WHAT YOU NEED TO DO
a: List every process that the OpenWrt forum thread names as running on OpenWrt.
b: Translate this sentence from the OpenWrt forum thread into Spanish: "I still have the NanoPi powered up, so I can switch my cables back over to it at some point soon (probably in about two hours) and do those tests for you."

-- start PAGE --

Sorry I was not more clear on this. I do not run the speedtest-netperf.sh script on my router itself for the reasons you mentioned. I run it from another Linux host on my network so as not to consume any OpenWrt resources unnecessarily with the netperf/netserver overhead. The load on the NanoPi that I was seeing was strictly OpenWrt doing routing.

In the interest of transparency, I do have collectd, netdata, and nextdns processes running on OpenWrt, along with the usual suspects (uhttpd, dropbear, banip, and the like). But that is apples-to-apples from a config standpoint between my NanoPi and OpenWrt VM.

I did update my previous post to indicate that the speedtest script was being run outside of the NanoPi box, so as to avoid any questions around that going forward.

moeller0 · June 26, 2020, 1:25pm

Mmmh, so it was just failing hard from trying to shape more bandwidth than cake can actually stomach on that router? Too bad you switched over, because I really would like to see how fq_codel/simple.qos would behave, with and without manual tuning of /usr/lib/sqm/defaults.sh by changing the following line"
[ -z "$SHAPER_BURST_DUR_US" ] && SHAPER_BURST_DUR_US=1000
to say 10000 or 20000. This will increase the burst buffer to 10 or 20ms which both should help to recover a bit of lost throughput without completely destroying real-time performance/ latency under load.

_FailSafe · June 26, 2020, 1:30pm

I still have the NanoPi powered up, so I can switch my cables back over to it at some point soon (probably in about two hours) and do those tests for you.

-- end PAGE --
-- start SUPPLIED DATA --

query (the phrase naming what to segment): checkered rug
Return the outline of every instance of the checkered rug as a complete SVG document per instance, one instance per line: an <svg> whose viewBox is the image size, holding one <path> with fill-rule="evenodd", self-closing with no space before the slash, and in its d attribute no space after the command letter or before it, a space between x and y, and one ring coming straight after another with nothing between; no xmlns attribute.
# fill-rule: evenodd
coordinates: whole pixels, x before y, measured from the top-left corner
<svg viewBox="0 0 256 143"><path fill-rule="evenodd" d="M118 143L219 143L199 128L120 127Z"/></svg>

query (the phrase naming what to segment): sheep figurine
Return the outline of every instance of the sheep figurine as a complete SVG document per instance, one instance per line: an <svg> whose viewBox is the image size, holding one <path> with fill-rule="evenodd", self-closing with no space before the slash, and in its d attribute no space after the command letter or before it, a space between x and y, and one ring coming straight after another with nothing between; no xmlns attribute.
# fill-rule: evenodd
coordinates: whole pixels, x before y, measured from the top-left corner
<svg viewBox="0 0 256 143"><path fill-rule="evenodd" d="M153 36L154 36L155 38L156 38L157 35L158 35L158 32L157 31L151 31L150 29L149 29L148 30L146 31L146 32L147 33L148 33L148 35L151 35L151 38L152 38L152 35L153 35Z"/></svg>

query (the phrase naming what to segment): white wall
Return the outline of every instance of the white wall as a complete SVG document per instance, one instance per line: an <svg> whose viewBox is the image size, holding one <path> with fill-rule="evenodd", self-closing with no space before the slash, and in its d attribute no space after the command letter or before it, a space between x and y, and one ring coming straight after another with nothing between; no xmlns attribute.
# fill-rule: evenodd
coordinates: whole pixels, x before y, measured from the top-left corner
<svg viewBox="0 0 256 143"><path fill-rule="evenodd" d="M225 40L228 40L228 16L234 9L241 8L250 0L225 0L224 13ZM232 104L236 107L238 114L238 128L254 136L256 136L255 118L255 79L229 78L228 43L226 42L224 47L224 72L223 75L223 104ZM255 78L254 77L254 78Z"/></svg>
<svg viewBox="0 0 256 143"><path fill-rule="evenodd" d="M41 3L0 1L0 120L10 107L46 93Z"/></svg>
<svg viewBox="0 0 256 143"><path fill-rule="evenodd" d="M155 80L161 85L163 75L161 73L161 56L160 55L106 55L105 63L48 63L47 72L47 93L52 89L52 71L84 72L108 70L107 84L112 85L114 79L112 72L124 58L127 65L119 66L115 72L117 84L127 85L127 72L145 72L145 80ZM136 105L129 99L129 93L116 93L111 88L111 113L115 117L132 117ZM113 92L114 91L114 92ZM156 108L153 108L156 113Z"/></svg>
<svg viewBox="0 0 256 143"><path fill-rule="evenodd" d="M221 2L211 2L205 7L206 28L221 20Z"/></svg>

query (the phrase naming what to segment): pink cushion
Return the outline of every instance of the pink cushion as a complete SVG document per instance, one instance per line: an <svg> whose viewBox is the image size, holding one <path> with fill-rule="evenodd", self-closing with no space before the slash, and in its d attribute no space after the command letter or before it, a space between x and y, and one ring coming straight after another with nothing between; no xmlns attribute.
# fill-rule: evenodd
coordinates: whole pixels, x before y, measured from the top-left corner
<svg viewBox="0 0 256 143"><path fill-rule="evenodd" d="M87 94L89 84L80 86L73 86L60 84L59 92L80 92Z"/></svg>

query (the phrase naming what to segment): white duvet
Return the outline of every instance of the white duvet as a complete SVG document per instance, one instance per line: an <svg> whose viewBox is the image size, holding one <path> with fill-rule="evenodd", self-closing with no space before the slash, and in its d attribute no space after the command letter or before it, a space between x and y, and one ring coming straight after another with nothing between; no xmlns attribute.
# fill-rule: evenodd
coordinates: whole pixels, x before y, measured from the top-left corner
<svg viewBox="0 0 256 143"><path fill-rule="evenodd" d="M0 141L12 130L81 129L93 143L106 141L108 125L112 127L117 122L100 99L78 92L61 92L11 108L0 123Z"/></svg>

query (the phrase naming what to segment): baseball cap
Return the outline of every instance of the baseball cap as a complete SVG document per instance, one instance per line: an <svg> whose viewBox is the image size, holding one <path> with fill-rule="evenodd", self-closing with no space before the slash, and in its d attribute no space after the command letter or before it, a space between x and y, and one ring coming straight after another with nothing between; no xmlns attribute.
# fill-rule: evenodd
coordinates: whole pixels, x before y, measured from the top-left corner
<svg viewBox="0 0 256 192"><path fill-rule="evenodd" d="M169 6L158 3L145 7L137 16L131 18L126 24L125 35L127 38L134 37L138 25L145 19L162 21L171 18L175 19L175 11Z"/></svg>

-- end SUPPLIED DATA --

PER-TASK ANSWERS
a: collectd, netdata, nextdns, uhttpd, dropbear, banip

b: Todavía tengo el NanoPi encendido, así que pronto puedo volver a conectarle mis cables (probablemente en unas dos horas) y hacer esas pruebas por ti.